+++ Dataset records
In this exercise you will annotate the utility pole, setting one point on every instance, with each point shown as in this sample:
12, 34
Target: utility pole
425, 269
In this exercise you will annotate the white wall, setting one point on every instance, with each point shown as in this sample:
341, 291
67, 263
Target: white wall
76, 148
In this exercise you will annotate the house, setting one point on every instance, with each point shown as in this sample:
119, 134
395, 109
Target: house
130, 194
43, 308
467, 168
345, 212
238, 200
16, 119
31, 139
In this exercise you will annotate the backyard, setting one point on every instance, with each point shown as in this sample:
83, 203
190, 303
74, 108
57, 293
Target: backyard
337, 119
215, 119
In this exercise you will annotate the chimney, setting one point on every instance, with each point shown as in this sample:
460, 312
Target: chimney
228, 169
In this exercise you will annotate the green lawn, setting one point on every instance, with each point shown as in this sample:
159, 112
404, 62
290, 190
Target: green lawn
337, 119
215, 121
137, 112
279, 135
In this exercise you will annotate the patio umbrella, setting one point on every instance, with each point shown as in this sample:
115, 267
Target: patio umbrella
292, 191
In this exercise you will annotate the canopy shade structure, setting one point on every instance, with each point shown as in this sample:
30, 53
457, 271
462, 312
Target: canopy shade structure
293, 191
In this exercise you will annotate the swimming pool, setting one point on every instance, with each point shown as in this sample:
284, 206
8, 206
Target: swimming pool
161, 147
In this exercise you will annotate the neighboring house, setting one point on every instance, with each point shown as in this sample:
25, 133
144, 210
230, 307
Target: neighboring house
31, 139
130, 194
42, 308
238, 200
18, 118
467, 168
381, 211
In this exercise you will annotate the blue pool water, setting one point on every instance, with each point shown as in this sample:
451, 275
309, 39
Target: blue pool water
++++++
§ **What is asked**:
Extract each entry in full and write it down exactly.

§ **Output for this exercise**:
In this exercise you will annotate the utility pole, setting one point on every instance, with each point shown as in this sample:
12, 34
Target: utility pole
425, 269
In this exercise you will annotate the white wall, setting one point on every instance, with each point shown as in this sample:
341, 291
67, 263
Target: white wall
76, 148
In this exercise you will annotate the house, setting one point on every instance, with each point shown as in this sample:
119, 134
395, 109
Target: house
130, 194
43, 308
467, 168
345, 212
238, 200
16, 119
31, 139
In this exercise you will annotate the backyard, setting one point on every instance, with each point shown as in this sample:
83, 203
190, 303
74, 108
57, 293
Target: backyard
337, 119
215, 119
In this exercise you will annotate the chimney, setting one point on every instance, with each point shown as in this sample:
460, 312
Target: chimney
228, 169
In this exercise you will annotate the green lawn, setting one point on every instance, with each point shown as in this sample:
159, 112
404, 62
290, 190
Target: green lawn
337, 119
215, 121
137, 112
279, 135
In this exercise you will annotate the patio umbrella, setting one point on every instance, with each point shown as in this sample:
115, 267
Target: patio umbrella
292, 191
In this exercise you will annotate the canopy shade structure, setting one point on every instance, with each point shown as in this sample:
30, 53
457, 271
462, 312
Target: canopy shade structure
293, 191
In this exercise you will annotate the swimming pool, setting one point on every instance, with each point shown as in this sample:
284, 206
8, 206
Target: swimming pool
161, 147
In this exercise you will annotate the neighboring house, setting one point on every instance, with each point shown as in this sample:
25, 133
144, 210
230, 307
Target: neighboring house
31, 139
130, 194
42, 308
238, 200
18, 118
467, 168
381, 211
In this exercise you will annotate the blue pool water, setting one point on every instance, with each point shown as in this sample:
451, 275
309, 39
Target: blue pool water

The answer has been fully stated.